**Short problem**. Reproduce all of the items below word for word, leaving out the pictures.
═════ Data for this task ═════
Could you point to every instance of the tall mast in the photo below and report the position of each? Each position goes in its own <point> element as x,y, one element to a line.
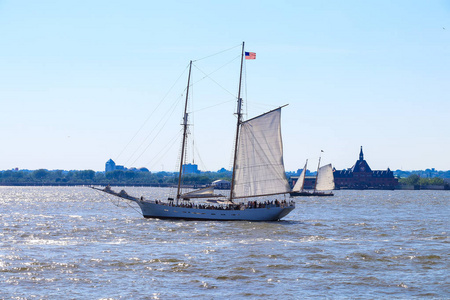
<point>239,119</point>
<point>317,174</point>
<point>185,120</point>
<point>303,183</point>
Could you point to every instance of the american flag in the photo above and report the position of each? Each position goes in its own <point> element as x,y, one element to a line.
<point>250,55</point>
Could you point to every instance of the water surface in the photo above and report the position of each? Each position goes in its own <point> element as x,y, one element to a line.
<point>73,242</point>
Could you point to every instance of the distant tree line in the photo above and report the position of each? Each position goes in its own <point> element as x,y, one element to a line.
<point>117,177</point>
<point>416,180</point>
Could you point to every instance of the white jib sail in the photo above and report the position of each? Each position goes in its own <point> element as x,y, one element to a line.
═════
**Solved problem**.
Could you point to every instance of the tall mast in the photo below and report the position of each? Each position goes in its own <point> element as x,y, one element to a line.
<point>239,119</point>
<point>317,174</point>
<point>185,120</point>
<point>303,183</point>
Could you point to every instance of the american flag in the photo above and report the position of each? Each position goes in its own <point> element as x,y, one element to a line.
<point>250,55</point>
Could you point to every instance of the water surface in the photo above and report the position of each? Each position goes in its own <point> element as x,y, one element to a line.
<point>73,242</point>
Could you point to every instance of the distant tree line in the photo above and report the position of each? Each position goes in its own <point> element as x,y, one element to a line.
<point>117,177</point>
<point>416,180</point>
Could you point to every instance of the white jib sail in the photo above and report the position of each? Each position goes in its own <point> element as x,y, one element to a line.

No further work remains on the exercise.